*THE EXERCISE*:
Restate all the material verbatim, except for the pictures.

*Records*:

-- BEGIN --

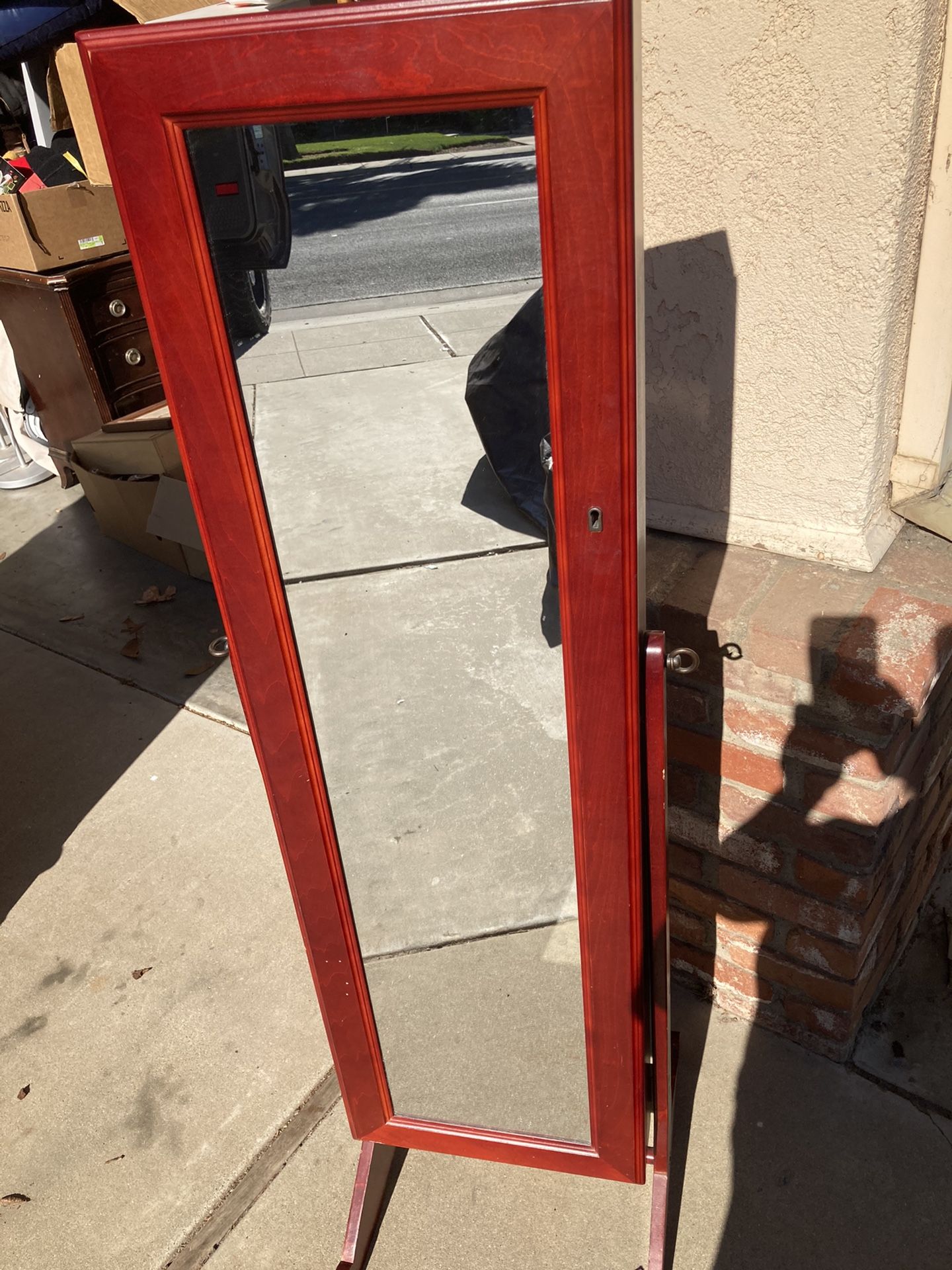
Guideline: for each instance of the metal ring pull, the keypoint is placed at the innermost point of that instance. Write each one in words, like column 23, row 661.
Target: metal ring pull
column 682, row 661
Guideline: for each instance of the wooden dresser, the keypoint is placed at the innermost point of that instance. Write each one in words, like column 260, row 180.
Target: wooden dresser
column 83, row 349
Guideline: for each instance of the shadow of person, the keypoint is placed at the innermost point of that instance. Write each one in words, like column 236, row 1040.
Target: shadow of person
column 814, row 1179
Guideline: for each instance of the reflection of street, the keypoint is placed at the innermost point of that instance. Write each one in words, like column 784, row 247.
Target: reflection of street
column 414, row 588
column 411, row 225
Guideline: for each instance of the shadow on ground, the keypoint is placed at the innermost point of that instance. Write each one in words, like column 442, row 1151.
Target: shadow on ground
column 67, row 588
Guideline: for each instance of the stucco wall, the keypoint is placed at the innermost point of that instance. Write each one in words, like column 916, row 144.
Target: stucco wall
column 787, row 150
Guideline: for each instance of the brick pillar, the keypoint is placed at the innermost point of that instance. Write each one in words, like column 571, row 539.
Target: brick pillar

-- END --

*COMPLETE OUTPUT*:
Guideline: for each instance of the metal ring pull, the keypoint is placed at the innermost point of that instance. Write each one in words, like column 23, row 661.
Target: metal ring pull
column 682, row 661
Guideline: for each instance of the wooden dresser, the keypoint is placed at the innermost point of that instance. Write each one in words, like column 260, row 180.
Target: wooden dresser
column 83, row 349
Guideline: for each instance of the shadow of person, the keypoint is placed at the innermost point of that instance. Write each one in words, like column 236, row 1040.
Target: shadow of person
column 814, row 1179
Guideline: for each instance of the reflection of street, the keypoint is placed at the innermost point of that instance. Write each one in words, like column 784, row 247.
Target: reflection of street
column 414, row 588
column 411, row 225
Guideline: for each instance of the shadow on ground, the keypoint is placed at the innermost point of that instance. Write each one in words, like column 442, row 1151.
Target: shadow on ground
column 67, row 588
Guideline: for each instance of the stucco wall, the keypoint is placed at the innermost point of that instance. Write each one in words, like column 916, row 144.
Target: stucco wall
column 787, row 150
Guideline: for each instance of the brick pillar, the keypoint is placed at the innermost point of that instance. Write each one in words, like column 571, row 539.
Target: brick pillar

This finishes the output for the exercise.